─── Sezione di testo

ARTICOLO

LA CASSAZIONE CONFERMA LA LEGITTIMITÀ DEL LICENZIAMENTO DEL LAVORATORE CHE OFFENDE IL PROPRIO DATORE SU FACEBOOK

di Pasquariello & Partners

Scritto da Francesco Pasquariello

7 Febbraio 2022

LA CASSAZIONE CONFERMA LA LEGITTIMITÀ DEL LICENZIAMENTO DEL LAVORATORE CHE OFFENDE IL PROPRIO DATORE SU FACEBOOK
Il lavoratore che insulta i propri responsabili sui social network, nel caso di specie Facebook, incorre nel licenziamento per giusta causa: lo stabilisce la Cassazione rigettando il ricorso di un ex dipendente TIM. Con sentenza n. 27939 del 13 ottobre 2021 (testo integrale in calce) la Corte di Cassazione ha confermato la decisione della Corte d’Appello di Roma, che nel 2018 aveva respinto il ricorso di un ex dipendente TIM contro il licenziamento, intimatogli dalla compagnia telefonica e successivamente disposto dal Giudice di primo grado.

──────

Sfida 1: Raccogli ogni riga dell'elenco qui sotto che contiene la stringa “shaped”.

─── Dati forniti

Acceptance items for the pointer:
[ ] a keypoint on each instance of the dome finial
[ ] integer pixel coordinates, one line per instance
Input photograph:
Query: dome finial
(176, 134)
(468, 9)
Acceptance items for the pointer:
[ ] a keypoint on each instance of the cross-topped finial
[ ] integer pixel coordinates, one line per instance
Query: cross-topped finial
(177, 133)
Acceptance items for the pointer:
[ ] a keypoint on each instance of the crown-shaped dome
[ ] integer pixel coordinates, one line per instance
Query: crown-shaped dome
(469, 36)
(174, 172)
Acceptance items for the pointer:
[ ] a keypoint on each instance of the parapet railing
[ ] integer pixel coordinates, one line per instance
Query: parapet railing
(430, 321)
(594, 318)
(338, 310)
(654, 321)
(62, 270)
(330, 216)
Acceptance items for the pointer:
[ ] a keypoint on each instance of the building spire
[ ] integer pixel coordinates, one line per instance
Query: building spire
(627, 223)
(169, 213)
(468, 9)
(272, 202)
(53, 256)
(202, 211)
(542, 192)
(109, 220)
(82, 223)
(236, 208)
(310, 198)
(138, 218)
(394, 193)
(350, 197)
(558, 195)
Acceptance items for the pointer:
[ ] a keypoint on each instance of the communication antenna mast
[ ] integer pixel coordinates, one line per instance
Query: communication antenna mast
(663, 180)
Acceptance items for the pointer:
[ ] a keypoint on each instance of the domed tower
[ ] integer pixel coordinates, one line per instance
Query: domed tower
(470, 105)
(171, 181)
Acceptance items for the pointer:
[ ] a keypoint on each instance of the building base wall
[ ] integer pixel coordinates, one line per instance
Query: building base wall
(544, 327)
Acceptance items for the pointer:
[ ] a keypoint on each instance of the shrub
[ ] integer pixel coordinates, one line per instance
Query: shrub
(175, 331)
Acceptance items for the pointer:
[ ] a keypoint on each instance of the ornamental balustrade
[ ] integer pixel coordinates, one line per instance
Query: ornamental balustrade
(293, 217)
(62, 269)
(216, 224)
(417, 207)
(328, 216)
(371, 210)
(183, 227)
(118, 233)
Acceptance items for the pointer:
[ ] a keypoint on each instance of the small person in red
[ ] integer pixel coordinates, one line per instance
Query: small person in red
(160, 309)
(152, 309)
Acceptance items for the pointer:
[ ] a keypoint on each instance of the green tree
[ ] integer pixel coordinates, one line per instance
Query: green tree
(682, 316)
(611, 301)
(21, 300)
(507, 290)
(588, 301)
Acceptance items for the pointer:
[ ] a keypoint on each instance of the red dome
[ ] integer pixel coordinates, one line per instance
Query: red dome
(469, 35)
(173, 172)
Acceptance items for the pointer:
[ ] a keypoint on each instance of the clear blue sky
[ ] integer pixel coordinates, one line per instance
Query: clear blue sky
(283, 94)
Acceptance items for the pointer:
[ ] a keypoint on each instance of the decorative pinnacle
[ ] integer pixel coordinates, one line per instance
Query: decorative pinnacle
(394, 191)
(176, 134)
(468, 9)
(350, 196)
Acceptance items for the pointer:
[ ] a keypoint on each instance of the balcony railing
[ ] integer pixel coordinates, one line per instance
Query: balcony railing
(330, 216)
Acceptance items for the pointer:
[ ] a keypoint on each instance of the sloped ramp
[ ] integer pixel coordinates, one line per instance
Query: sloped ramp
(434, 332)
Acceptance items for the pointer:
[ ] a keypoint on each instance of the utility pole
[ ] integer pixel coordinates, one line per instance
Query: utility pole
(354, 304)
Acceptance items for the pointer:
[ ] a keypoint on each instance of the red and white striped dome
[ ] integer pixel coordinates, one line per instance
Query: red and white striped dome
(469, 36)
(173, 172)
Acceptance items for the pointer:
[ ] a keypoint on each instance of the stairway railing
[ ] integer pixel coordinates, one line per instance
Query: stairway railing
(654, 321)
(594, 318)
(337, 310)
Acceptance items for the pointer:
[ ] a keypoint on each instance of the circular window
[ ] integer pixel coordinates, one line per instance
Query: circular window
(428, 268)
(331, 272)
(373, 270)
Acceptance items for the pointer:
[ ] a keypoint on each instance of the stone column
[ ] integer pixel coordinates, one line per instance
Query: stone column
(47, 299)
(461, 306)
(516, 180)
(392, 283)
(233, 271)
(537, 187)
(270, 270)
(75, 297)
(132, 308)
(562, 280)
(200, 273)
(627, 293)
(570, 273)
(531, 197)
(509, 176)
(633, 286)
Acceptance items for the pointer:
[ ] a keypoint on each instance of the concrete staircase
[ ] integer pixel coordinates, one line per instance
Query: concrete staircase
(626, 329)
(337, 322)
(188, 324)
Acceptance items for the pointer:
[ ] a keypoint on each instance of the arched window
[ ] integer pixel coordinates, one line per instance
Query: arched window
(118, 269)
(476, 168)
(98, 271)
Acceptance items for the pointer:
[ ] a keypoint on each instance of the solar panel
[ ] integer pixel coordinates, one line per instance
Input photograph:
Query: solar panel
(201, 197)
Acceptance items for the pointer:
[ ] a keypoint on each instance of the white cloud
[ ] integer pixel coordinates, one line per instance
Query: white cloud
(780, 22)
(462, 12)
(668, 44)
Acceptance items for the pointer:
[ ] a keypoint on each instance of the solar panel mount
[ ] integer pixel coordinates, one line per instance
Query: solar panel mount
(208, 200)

──────

Sfida 2: Estrai per intero l'articolo sul licenziamento per offese al datore su Facebook riportato più sopra, senza alcuna modifica.

Risposta completa 1:
[ ] a keypoint on each instance of the crown-shaped dome
Query: crown-shaped dome

Risposta completa 2:
ARTICOLO

LA CASSAZIONE CONFERMA LA LEGITTIMITÀ DEL LICENZIAMENTO DEL LAVORATORE CHE OFFENDE IL PROPRIO DATORE SU FACEBOOK

di Pasquariello & Partners

Scritto da Francesco Pasquariello

7 Febbraio 2022

LA CASSAZIONE CONFERMA LA LEGITTIMITÀ DEL LICENZIAMENTO DEL LAVORATORE CHE OFFENDE IL PROPRIO DATORE SU FACEBOOK
Il lavoratore che insulta i propri responsabili sui social network, nel caso di specie Facebook, incorre nel licenziamento per giusta causa: lo stabilisce la Cassazione rigettando il ricorso di un ex dipendente TIM. Con sentenza n. 27939 del 13 ottobre 2021 (testo integrale in calce) la Corte di Cassazione ha confermato la decisione della Corte d’Appello di Roma, che nel 2018 aveva respinto il ricorso di un ex dipendente TIM contro il licenziamento, intimatogli dalla compagnia telefonica e successivamente disposto dal Giudice di primo grado.